PAGE TEXT:
● ● ● ●

12 Ways to Coach Good Behaviors

Mother and toddler

If you’ve had to discipline the same behavior several times, it is time to start coaching.  Coaching is teaching your child about better behaviors, and it’s focused on what you want them to do. For this to be most effective, coaching should be engaging and fun. There are so many ways to shape behaviors, but the one thing to avoid is lecture. If you find yourself lecturing or giving more than a few sentences to a child about the wanted behaviors, stop and find a better way. At least make it a more open conversation, ask them questions and encourage them to contribute ideas. As part of a conversation you might brainstorm together and list several possible ways to improve a situation.

If you are at all creative, you can make up stories related to your child’s behavior. When our girls were little, I told Amy and Catie stories. Amy was remarably like Alicen, and Catie was remarkably like Claire. If the girls had a big upset at the swing set, that night Amy and Catie would have a very similar upset at the sandbox. Your stories should model good problem solving and emotion management.

For many common behaviors, there are good children’s story books available. If there is great upset over having a new sibling, you might read Julius baby of the World by Henkes or I’m a Big Brother by Cole. The idea is to use the book as a starting point for talking about emotions and behaviors.

● ● ● ●

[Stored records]
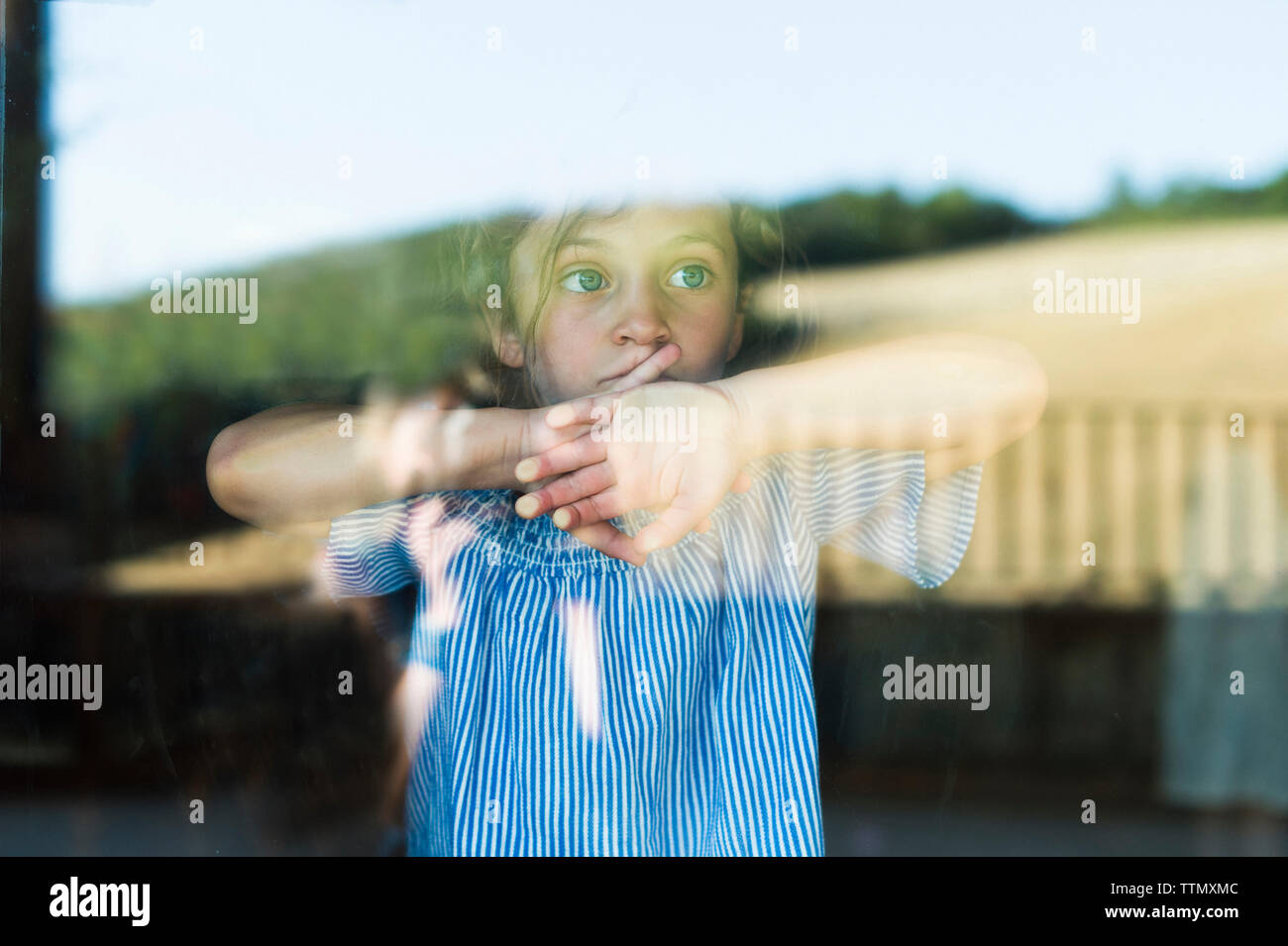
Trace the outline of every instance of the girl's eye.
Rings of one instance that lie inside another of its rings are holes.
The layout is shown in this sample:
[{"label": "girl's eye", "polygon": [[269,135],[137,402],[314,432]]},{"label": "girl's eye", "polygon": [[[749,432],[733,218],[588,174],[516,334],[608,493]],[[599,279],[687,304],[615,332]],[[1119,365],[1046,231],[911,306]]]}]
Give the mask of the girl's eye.
[{"label": "girl's eye", "polygon": [[[707,279],[708,270],[706,266],[680,266],[675,270],[675,275],[671,277],[668,286],[677,286],[685,290],[701,290],[710,282]],[[676,278],[680,282],[676,282]]]},{"label": "girl's eye", "polygon": [[578,269],[576,273],[569,273],[560,284],[569,292],[594,292],[603,288],[604,277],[594,269]]}]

● ● ● ●

EXERCISE SET:
A – Retype the passage of the coaching article from "For many common" up to and including "emotions and behaviors.".
B – Extend the article on coaching children's behavior, picking up right after its final sentence.

ANSWERS TO THE PROBLEMS:
A –
For many common behaviors, there are good children’s story books available. If there is great upset over having a new sibling, you might read Julius baby of the World by Henkes or I’m a Big Brother by Cole. The idea is to use the book as a starting point for talking about emotions and behaviors.

B –
Role playing scenarios with your child can be way more engaging than a conversation.  Go back through the scenario, act it out together and find better ways to manage. The child can be themselves or the other child as you go back through. This is meant to be flexible so brainstorm and act out lots of possibilities, and continue to guide them towards better choices and behaviors. If your child is hesitant to role play or you’d like to expand from this technique, giving puppet shows is a good alternative. You can use puppets, doll babies or action figures to model better behaviors and work through social situations.

In our house, we ask a lot of hypotheticals to coach behavior. My kids call this the “what if” game. This is asking “What ifs…” related to your child’s scenarios when all is well.  You can plan to play this over lunch or while driving to preschool. If you are teaching your child to take turns, this would be asking something like, “what would you do if you got to the sand box, and you really wanted to use a shovel, but there were only two and other children already had them?” 

If you have an artist, you can coach behaviors by having them draw pictures of it going well. This really focuses them on the behavior and later provides a visual reminder of the discussion. You can also draw them pictures of the wanted behaviors as a gift. For an older child, you might encourage them to draw comic strips rather than single pictures.  This adds the layer of being able to work through a situation across frames.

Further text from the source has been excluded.